**TASK REQUIREMENTS**
Reproduce verbatim the lines of the entries below, starting at the line containing "nose. Report pixel corners as JSON arrays." and continuing up to and including the line containing "[[103, 64, 121, 81]]".
BEGIN MATERIAL FOR THIS TASK
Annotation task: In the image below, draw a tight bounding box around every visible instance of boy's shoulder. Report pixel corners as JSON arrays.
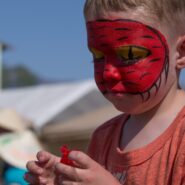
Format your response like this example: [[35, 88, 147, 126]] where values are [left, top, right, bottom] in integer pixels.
END MATERIAL FOR THIS TASK
BEGIN MATERIAL FOR THIS TASK
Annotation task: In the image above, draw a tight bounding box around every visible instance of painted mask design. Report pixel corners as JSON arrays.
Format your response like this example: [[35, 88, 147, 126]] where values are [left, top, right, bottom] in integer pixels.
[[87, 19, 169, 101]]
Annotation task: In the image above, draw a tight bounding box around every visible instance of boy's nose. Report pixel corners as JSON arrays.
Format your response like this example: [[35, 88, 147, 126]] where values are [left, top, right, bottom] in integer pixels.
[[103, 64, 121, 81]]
END MATERIAL FOR THIS TASK
**RESPONSE FOR THIS EXERCISE**
Annotation task: In the image above, draw a tight bounding box around every visible instance of boy's nose. Report pixel corners as JSON arrays.
Format your response like this example: [[35, 88, 147, 126]] where values are [left, top, right, bottom] in integer pixels.
[[103, 64, 121, 81]]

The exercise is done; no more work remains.